(Data extracted from a collection)
=======

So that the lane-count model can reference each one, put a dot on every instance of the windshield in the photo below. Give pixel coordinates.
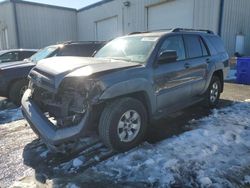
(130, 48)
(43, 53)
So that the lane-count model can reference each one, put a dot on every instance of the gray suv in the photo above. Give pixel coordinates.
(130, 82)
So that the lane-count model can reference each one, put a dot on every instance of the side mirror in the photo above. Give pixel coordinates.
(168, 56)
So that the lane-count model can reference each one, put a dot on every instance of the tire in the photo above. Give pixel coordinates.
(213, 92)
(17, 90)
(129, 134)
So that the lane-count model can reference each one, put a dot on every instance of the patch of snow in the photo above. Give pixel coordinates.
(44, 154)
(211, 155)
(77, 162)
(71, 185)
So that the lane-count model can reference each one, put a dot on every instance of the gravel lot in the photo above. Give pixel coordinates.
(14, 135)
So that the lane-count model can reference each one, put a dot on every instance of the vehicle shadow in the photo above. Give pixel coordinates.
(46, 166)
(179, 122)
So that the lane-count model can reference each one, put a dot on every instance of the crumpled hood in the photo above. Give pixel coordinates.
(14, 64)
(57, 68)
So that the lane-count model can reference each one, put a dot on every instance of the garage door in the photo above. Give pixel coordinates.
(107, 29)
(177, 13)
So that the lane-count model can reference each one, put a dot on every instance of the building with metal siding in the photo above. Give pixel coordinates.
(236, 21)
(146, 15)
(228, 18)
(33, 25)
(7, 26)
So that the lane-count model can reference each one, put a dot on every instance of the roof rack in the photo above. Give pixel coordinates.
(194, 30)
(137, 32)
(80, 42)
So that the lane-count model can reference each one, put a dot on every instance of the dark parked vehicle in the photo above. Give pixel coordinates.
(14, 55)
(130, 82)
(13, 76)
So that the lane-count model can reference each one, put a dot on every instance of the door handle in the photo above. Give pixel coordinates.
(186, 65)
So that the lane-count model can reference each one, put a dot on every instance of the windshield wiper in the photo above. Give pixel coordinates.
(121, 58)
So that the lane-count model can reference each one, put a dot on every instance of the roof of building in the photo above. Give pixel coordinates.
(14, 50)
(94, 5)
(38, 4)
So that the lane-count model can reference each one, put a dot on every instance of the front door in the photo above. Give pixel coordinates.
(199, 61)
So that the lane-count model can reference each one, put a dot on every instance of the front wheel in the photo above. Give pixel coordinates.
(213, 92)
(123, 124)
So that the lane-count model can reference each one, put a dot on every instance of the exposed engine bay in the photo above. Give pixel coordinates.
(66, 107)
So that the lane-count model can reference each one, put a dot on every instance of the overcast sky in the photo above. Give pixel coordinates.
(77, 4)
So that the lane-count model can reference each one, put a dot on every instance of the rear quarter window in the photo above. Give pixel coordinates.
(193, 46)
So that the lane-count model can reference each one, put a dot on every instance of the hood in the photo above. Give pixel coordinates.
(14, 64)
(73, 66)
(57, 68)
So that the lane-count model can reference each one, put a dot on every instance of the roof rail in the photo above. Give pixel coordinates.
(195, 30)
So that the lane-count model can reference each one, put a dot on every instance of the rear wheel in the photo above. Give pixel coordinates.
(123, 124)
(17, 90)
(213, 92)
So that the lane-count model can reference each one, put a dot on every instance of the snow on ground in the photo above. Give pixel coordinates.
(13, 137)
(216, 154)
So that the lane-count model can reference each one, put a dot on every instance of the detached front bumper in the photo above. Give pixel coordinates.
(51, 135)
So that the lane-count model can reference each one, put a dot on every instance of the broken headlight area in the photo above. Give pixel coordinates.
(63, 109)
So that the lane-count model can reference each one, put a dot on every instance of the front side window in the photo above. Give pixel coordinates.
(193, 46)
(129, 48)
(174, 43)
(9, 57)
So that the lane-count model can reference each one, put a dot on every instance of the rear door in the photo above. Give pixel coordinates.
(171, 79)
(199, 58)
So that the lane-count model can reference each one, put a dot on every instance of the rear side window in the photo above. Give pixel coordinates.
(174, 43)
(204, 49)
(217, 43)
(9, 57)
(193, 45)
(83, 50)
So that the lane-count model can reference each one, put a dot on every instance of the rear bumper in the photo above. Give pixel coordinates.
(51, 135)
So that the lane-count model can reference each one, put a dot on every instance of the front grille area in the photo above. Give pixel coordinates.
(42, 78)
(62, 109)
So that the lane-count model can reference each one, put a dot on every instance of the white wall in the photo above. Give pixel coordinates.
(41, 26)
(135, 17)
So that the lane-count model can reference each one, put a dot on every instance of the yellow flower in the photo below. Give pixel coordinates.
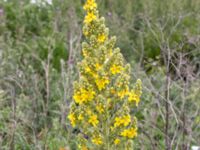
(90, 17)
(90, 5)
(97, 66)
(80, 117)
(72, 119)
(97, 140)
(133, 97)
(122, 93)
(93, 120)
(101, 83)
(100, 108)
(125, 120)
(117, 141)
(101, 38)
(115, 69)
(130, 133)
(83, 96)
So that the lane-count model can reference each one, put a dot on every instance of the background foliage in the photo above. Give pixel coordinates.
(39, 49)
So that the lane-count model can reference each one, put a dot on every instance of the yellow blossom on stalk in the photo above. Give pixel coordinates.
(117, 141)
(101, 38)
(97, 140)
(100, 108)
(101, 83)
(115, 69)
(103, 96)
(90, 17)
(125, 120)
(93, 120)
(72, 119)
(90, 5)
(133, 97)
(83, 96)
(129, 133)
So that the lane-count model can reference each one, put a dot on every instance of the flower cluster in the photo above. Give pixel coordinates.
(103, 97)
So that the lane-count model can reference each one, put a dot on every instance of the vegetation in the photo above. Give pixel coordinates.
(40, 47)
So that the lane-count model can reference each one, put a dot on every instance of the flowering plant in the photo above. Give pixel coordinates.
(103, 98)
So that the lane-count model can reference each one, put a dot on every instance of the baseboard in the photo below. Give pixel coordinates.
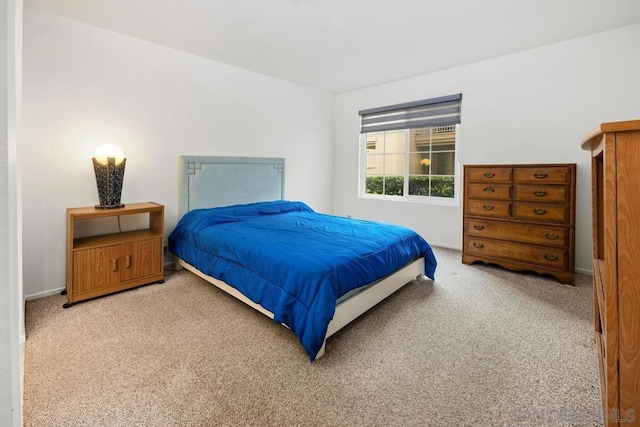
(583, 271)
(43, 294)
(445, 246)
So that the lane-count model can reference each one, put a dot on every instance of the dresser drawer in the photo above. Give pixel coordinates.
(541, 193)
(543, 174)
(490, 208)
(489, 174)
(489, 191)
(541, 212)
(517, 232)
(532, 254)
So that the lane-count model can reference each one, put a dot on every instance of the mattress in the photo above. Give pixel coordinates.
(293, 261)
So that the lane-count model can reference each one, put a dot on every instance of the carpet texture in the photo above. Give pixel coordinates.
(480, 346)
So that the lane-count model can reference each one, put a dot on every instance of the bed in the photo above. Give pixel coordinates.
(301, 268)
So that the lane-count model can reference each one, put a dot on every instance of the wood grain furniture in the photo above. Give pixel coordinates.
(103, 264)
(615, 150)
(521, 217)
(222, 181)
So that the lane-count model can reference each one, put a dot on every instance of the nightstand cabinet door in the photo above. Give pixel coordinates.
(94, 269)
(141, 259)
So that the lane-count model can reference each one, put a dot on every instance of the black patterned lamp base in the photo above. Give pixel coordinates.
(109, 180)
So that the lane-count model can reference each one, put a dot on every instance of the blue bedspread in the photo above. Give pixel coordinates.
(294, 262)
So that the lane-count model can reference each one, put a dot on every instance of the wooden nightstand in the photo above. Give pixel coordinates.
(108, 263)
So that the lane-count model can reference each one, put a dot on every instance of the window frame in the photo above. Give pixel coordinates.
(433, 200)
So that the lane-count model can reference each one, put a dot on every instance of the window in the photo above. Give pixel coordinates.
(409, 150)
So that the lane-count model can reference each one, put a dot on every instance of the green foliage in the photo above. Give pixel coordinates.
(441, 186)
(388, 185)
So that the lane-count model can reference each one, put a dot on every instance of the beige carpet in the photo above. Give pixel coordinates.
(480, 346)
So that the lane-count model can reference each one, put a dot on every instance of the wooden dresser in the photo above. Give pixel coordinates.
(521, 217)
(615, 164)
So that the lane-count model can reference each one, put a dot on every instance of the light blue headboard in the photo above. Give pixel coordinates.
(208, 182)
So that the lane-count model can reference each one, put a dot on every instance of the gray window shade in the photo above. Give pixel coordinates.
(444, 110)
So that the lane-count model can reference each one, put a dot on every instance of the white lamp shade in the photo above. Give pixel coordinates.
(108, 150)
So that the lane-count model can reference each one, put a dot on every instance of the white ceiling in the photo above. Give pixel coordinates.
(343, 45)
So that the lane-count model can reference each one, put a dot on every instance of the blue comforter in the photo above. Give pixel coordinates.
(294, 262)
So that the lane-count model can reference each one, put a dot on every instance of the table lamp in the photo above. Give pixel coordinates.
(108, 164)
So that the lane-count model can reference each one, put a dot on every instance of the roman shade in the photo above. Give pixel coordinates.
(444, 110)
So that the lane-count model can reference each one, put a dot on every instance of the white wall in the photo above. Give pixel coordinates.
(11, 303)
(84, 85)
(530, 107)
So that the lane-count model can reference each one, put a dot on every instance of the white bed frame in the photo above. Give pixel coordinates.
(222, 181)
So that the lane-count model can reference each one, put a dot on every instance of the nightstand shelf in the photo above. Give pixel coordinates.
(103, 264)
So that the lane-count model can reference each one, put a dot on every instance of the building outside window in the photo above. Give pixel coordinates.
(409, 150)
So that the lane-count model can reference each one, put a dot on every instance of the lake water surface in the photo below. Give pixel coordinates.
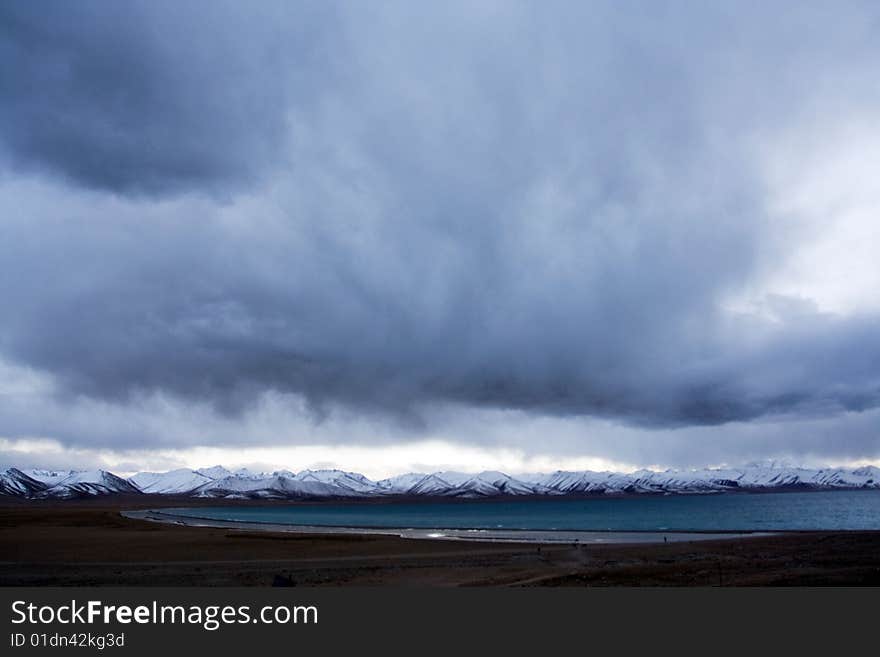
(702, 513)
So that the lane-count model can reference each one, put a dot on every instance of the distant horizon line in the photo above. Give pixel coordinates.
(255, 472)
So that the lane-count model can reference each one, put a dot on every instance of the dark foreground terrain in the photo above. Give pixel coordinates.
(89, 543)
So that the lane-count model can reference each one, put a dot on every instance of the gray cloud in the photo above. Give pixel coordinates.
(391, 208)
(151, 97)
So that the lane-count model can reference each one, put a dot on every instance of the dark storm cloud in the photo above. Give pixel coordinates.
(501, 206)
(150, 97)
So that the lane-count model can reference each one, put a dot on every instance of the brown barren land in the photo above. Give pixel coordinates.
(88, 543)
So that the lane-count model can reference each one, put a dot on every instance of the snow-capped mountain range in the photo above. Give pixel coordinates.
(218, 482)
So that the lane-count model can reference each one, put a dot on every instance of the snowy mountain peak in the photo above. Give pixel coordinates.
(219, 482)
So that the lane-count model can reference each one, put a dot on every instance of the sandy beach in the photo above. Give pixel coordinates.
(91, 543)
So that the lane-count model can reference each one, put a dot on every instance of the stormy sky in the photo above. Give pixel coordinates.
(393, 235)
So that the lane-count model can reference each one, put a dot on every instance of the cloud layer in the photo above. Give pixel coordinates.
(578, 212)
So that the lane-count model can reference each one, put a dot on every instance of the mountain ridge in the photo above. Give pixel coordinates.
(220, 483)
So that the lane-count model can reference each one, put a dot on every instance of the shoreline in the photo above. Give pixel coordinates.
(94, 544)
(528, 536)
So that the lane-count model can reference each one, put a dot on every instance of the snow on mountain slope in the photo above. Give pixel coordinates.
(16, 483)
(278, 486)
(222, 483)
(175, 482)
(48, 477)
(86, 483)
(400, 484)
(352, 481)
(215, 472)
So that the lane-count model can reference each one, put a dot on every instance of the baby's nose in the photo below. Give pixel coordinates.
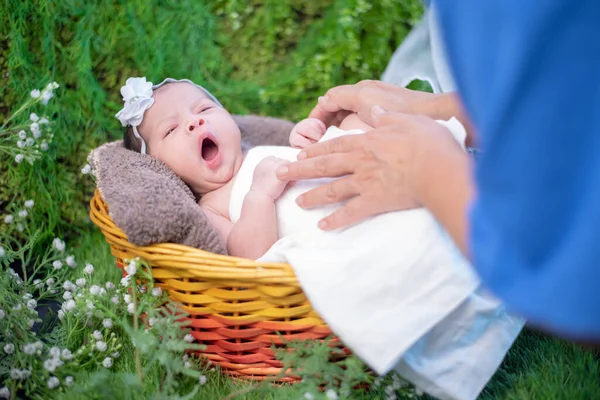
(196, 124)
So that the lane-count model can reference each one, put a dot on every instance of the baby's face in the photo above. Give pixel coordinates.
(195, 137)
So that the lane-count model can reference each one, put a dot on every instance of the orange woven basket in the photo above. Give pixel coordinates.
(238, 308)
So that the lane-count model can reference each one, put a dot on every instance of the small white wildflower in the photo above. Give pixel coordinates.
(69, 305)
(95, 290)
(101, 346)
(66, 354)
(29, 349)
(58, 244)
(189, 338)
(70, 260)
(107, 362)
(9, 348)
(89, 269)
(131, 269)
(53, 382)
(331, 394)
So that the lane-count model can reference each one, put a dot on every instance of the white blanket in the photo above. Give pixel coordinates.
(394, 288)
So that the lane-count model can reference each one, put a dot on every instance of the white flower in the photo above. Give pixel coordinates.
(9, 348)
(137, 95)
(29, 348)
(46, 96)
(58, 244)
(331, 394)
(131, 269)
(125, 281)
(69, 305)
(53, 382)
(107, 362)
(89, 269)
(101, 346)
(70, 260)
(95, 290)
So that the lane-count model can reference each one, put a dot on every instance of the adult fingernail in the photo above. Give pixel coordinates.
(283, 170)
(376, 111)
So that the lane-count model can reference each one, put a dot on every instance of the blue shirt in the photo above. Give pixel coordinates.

=======

- [Task description]
Can you quote exactly the lines from the one containing "basket in the photo above. Give pixel coordinates." through the last line of the records above, and nothing else?

- [Solution for this exercise]
So that the lane-count model can reference each one, put a dot on every instance of the orange woven basket in the photo above. Give pixel coordinates.
(238, 308)
So that the lane-count model can reference each one, put a dot on every instance of the small white wildflower in the photo above. Give pixel coordinates.
(69, 305)
(95, 290)
(101, 346)
(66, 354)
(29, 349)
(58, 244)
(189, 338)
(70, 260)
(107, 362)
(9, 348)
(89, 269)
(131, 269)
(53, 382)
(331, 394)
So that the lane-count model can reference each one, put a dot on every instance of the white blanket in the photo above. Give pixel coordinates.
(394, 288)
So that the lane-count model can reference each one, put a dot on every instance of the white flower in the photo above. Give pixel coordinates.
(9, 348)
(137, 95)
(29, 348)
(46, 96)
(58, 244)
(331, 394)
(131, 269)
(125, 281)
(69, 305)
(53, 382)
(107, 362)
(89, 269)
(101, 346)
(70, 260)
(95, 290)
So that the lane-count model can reference each one, put a dot on every instance of the adult fingernail in the photo above. Give pixel coordinates.
(283, 170)
(376, 111)
So that the lane-count model can reference each one, put a dot on every instance of the blue shirt in the photo above. Give pixel coordinates.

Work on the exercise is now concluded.